## Material for this exercise
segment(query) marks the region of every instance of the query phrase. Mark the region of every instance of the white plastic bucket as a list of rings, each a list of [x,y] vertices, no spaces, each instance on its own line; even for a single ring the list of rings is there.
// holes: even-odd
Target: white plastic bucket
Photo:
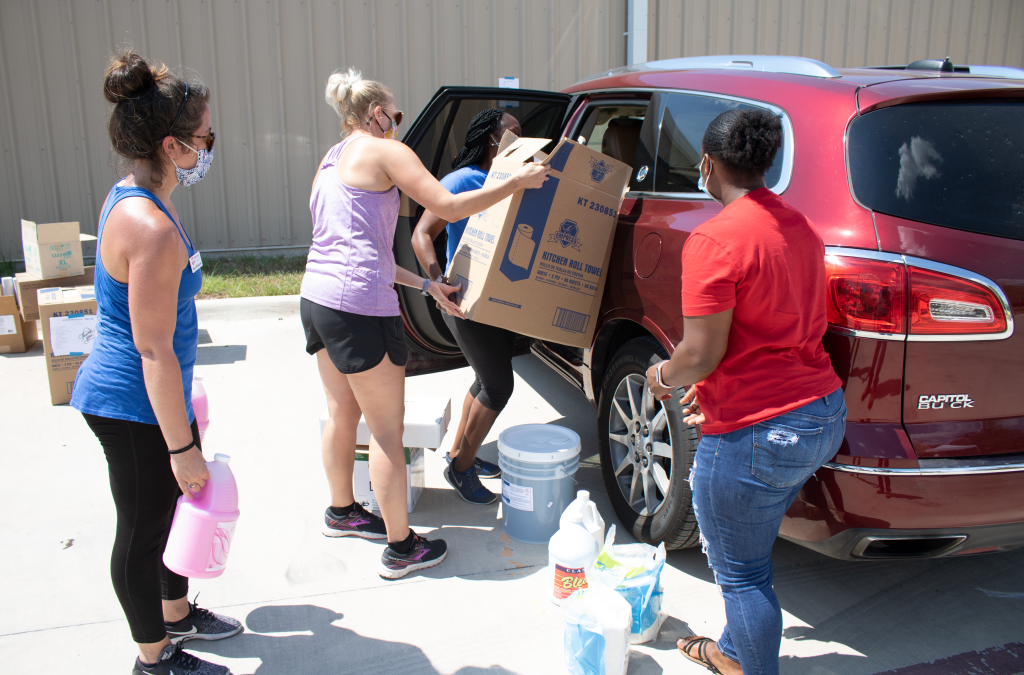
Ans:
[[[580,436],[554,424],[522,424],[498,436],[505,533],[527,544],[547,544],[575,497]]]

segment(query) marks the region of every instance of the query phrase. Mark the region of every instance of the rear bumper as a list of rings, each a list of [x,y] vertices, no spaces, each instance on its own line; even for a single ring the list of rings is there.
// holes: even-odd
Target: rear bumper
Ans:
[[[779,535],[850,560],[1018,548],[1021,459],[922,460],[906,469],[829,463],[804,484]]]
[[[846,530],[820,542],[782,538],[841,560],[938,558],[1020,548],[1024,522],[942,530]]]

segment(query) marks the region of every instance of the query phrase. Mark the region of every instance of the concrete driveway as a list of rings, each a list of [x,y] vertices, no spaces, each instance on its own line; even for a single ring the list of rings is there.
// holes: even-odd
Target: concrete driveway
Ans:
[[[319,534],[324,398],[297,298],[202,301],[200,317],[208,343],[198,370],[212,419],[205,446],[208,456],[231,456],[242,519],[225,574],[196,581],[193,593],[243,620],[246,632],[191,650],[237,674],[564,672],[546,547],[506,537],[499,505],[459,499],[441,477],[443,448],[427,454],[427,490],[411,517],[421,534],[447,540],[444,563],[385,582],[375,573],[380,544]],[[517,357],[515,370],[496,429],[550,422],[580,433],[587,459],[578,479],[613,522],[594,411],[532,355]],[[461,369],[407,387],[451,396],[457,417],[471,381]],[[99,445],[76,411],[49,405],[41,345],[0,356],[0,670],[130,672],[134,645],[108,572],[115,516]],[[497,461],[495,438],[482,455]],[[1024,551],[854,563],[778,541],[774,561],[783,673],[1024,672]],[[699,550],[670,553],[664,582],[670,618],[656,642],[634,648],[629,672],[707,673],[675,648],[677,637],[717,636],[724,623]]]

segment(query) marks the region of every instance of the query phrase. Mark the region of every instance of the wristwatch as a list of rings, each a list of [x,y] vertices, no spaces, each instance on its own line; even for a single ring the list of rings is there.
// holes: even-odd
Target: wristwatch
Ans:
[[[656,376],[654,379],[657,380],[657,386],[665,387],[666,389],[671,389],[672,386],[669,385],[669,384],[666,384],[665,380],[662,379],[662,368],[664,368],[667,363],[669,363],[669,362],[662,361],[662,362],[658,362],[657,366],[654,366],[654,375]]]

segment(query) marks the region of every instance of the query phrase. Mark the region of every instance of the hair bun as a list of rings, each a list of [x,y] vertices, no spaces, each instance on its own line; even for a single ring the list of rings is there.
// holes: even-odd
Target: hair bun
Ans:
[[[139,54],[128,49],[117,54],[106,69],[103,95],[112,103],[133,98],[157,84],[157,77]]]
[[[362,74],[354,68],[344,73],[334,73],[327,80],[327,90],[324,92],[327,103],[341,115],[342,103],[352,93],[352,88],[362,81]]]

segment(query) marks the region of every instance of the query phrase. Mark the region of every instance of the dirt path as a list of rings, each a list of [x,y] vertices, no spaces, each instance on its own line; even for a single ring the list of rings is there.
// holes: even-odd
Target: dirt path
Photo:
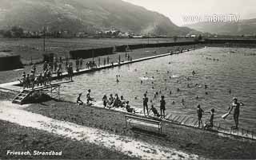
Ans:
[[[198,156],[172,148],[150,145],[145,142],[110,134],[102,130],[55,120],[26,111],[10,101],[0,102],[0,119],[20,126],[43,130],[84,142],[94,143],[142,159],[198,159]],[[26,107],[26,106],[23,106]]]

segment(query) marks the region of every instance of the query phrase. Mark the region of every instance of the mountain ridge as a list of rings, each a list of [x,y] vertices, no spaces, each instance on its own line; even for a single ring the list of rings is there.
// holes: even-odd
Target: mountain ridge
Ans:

## The problem
Find each line in the items above containing the string "bucket" and copy it. Case matters.

## Answer to the problem
segment(query) marks the region of every instance of the query phrase. Mark the region of every instance of the white plastic bucket as a list of rings, each a list of [x,y] vertices, no spaces, each instance on its own line; even for a single ring the list of rings is there.
Target: white plastic bucket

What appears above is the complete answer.